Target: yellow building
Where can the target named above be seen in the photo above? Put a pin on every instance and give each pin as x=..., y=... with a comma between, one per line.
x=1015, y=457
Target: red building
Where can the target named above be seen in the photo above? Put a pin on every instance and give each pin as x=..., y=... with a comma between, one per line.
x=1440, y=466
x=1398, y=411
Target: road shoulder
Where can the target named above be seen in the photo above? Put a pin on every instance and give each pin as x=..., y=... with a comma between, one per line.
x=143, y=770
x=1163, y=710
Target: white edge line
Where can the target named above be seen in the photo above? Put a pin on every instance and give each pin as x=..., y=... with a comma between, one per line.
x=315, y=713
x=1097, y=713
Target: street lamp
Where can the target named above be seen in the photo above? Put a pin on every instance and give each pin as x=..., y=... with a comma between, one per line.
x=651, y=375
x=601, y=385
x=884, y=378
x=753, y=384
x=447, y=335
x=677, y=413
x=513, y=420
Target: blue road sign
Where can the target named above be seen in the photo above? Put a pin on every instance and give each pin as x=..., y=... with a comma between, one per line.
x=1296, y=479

····················

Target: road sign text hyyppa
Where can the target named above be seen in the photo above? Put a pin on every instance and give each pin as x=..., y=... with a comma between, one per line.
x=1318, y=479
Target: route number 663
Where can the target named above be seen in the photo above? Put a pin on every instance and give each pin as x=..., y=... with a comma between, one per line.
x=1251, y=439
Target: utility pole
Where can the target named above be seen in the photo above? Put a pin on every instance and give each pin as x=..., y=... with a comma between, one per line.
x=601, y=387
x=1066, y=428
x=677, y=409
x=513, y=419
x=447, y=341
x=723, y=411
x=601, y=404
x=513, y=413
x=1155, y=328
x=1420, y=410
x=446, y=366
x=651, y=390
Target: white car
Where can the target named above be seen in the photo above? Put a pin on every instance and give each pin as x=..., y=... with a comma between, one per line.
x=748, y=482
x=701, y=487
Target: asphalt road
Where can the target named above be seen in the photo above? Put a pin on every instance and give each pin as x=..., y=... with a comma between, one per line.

····················

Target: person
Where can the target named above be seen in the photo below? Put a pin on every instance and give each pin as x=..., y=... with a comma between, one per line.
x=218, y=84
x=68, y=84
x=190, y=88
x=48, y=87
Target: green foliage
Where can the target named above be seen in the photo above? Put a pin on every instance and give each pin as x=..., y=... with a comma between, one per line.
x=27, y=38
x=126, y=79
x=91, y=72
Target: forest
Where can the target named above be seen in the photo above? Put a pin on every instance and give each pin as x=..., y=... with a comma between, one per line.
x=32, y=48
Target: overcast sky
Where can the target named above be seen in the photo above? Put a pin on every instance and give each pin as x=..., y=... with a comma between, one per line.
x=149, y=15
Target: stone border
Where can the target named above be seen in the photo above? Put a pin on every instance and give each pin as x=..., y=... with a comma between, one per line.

····················

_Aim of the task_. Out of the material above, output word for word the line with "Target: green foliage", the line with "Target: forest", and all lines between them, with nothing else.

_Exercise output_.
Target: green foliage
Where can the target named above be seen in the photo above? Put a pin on every instance and give each pin as x=..., y=... with a comma between, one per line.
x=27, y=38
x=126, y=79
x=91, y=72
Target: forest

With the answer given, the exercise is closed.